> **Problem details**
Reproduce the lines below verbatim, from the first through the last.

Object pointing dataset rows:
------------------------------------------------
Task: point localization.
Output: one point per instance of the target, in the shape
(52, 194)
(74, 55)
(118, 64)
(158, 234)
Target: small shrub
------------------------------------------------
> **Worked answer**
Task: point localization.
Output: one point per instance of the target, in the shape
(52, 194)
(74, 55)
(118, 64)
(158, 234)
Target: small shrub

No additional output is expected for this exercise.